— Start Data provided —
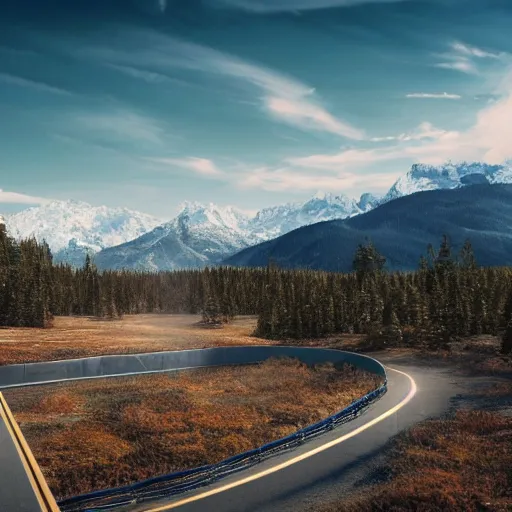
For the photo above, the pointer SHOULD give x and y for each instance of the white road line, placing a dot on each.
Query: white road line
(299, 458)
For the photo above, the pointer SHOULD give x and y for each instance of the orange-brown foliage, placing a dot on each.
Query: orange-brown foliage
(102, 433)
(460, 464)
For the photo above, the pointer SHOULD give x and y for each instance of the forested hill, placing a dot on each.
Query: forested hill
(400, 230)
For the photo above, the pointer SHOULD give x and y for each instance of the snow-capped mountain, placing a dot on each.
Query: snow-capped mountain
(203, 235)
(73, 228)
(278, 220)
(423, 177)
(198, 236)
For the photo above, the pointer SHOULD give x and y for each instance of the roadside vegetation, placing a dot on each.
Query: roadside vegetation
(461, 463)
(103, 433)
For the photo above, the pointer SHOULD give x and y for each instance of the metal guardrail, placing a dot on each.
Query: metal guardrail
(133, 364)
(24, 487)
(183, 481)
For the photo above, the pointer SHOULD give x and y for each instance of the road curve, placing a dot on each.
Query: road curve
(342, 466)
(330, 464)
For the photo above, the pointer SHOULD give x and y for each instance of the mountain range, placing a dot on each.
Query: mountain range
(207, 234)
(74, 228)
(401, 230)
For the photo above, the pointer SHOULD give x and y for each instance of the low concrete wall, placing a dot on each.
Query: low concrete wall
(128, 364)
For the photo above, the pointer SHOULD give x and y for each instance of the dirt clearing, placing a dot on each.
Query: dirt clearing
(74, 337)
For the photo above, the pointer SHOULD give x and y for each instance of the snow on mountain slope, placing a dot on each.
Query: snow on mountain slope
(69, 226)
(423, 177)
(203, 235)
(198, 236)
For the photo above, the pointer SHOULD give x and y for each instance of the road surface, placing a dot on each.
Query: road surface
(326, 467)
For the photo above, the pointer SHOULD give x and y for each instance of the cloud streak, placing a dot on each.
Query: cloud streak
(201, 166)
(31, 84)
(119, 124)
(289, 179)
(272, 6)
(17, 198)
(487, 140)
(435, 96)
(283, 98)
(461, 57)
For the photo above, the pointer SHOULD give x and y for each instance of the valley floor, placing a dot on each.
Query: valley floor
(104, 433)
(468, 449)
(75, 337)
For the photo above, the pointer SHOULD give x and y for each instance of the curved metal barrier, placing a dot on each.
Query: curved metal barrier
(176, 483)
(22, 485)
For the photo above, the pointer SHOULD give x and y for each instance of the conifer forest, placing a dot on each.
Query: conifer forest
(448, 297)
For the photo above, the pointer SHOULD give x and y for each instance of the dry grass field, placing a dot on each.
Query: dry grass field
(74, 337)
(103, 433)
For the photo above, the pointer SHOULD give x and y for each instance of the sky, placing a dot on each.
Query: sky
(148, 103)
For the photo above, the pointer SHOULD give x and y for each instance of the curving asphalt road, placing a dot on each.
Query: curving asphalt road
(341, 467)
(333, 463)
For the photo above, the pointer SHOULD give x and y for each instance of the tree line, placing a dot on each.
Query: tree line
(446, 298)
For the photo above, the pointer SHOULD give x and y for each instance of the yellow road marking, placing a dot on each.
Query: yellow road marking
(299, 458)
(34, 474)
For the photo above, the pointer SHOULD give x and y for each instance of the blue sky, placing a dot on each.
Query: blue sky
(147, 103)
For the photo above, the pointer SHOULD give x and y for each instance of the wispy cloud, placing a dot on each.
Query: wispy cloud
(289, 179)
(202, 166)
(150, 77)
(462, 65)
(38, 86)
(435, 96)
(423, 131)
(487, 140)
(461, 57)
(152, 6)
(284, 98)
(473, 51)
(119, 124)
(269, 6)
(17, 198)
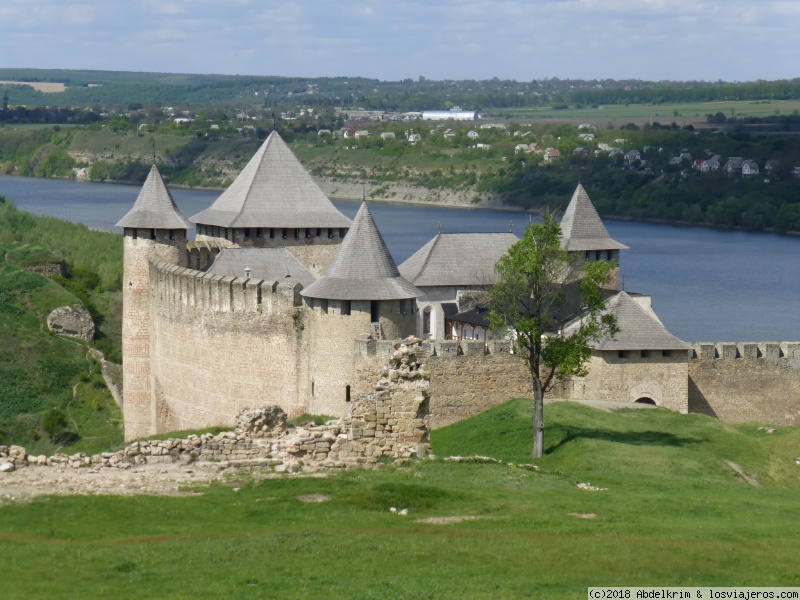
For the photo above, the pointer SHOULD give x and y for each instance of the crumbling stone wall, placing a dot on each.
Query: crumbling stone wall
(746, 382)
(389, 421)
(72, 321)
(466, 377)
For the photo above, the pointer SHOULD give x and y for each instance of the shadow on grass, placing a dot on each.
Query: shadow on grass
(635, 438)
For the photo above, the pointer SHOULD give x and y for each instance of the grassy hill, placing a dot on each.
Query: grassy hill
(668, 510)
(52, 395)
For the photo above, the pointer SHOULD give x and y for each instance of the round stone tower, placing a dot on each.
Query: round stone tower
(362, 294)
(585, 237)
(153, 229)
(275, 203)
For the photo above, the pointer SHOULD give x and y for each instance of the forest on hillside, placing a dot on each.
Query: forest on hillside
(111, 88)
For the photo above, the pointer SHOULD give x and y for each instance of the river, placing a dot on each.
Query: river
(707, 285)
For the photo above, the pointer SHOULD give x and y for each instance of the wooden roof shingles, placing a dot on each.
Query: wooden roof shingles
(154, 207)
(581, 227)
(363, 268)
(268, 264)
(459, 259)
(639, 328)
(273, 190)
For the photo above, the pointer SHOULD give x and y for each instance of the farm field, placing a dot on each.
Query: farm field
(661, 507)
(687, 113)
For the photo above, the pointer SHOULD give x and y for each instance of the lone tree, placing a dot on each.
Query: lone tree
(551, 303)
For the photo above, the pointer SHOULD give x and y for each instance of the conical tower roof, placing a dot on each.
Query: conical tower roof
(581, 227)
(639, 328)
(273, 190)
(154, 207)
(362, 269)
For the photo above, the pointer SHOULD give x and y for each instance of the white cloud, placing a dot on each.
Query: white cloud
(649, 39)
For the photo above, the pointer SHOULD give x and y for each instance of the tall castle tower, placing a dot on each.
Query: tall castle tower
(153, 228)
(275, 203)
(584, 235)
(362, 294)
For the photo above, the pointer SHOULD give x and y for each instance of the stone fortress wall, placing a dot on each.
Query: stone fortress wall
(276, 350)
(202, 325)
(740, 382)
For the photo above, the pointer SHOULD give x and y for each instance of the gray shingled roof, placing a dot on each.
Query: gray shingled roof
(269, 264)
(640, 328)
(154, 207)
(457, 259)
(581, 227)
(273, 190)
(362, 269)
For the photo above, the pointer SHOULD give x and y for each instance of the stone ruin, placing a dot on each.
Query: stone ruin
(73, 321)
(391, 421)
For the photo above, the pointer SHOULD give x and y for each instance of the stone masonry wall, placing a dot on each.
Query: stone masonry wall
(746, 382)
(663, 379)
(222, 344)
(466, 377)
(389, 421)
(136, 357)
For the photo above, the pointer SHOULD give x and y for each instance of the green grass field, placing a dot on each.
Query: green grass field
(673, 513)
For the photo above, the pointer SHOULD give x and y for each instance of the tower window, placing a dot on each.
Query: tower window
(426, 321)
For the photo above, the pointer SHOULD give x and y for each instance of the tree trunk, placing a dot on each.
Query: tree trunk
(538, 418)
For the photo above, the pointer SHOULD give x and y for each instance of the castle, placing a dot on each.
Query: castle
(283, 300)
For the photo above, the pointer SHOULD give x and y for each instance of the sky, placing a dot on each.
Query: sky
(731, 40)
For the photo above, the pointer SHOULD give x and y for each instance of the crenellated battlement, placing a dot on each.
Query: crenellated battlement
(190, 289)
(368, 348)
(745, 350)
(201, 253)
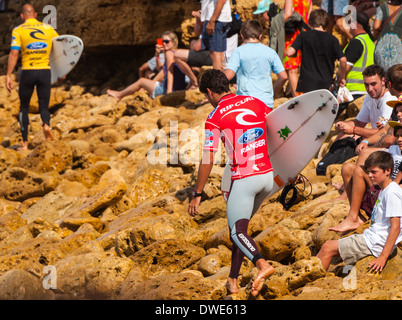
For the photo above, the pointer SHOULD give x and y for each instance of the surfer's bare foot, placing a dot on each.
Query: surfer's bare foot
(347, 225)
(115, 94)
(231, 285)
(24, 146)
(265, 270)
(339, 186)
(48, 133)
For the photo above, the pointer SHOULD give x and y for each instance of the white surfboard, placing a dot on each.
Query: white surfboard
(295, 132)
(66, 51)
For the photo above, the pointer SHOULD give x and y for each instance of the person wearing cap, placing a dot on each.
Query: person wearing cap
(355, 179)
(215, 16)
(393, 78)
(359, 53)
(396, 150)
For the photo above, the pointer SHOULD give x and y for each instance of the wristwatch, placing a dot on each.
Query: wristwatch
(196, 194)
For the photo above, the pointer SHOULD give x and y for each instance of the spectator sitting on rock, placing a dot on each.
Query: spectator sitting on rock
(374, 111)
(170, 79)
(384, 232)
(252, 63)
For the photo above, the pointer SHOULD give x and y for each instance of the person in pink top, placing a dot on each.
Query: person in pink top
(239, 121)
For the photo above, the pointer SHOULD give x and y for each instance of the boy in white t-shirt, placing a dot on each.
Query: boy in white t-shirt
(384, 232)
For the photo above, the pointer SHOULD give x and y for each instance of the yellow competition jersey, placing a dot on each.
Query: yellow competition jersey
(34, 40)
— End Data provided —
▶ **Description of the task**: Quote every line from the line containing "surfboard, placing a dot on each." through the closing line of the listing, including both.

▶ **Output**:
For the photo above, the pointer SHOULD give x and y for each instance of the white surfboard, placing a dot on each.
Query: white surfboard
(295, 132)
(66, 51)
For the photo above, the pointer SHOULD give x and y for each instance of the person wearing cap, placing a dot on each.
Query: person wearing cap
(355, 179)
(215, 16)
(393, 78)
(359, 53)
(396, 150)
For the photo above, the pointer SHOULD give x and y for each instance of the wristwatch, placing a dot on each.
Query: wristwatch
(196, 194)
For the photo above, the pointer SHOULD give x and y for each instance of the spectator sitting on rock, placing a dot on each.
Query: spectator sitting on rock
(374, 111)
(170, 79)
(384, 232)
(252, 63)
For the photo above, the pointer SHOULD give x and y for each instance of the person in pink top, placing a dot on each.
Query: person in pink top
(239, 121)
For the photo above, the pointer SHOULD give x and y for each instance of the boy in white t-shirt, placing a dot on each.
Query: boy in white t-shirt
(384, 232)
For the photo above, the pointer SHOULD give x and y for each instance of the yellow competition jersey, placing a dot on each.
Query: yellow competition jersey
(34, 40)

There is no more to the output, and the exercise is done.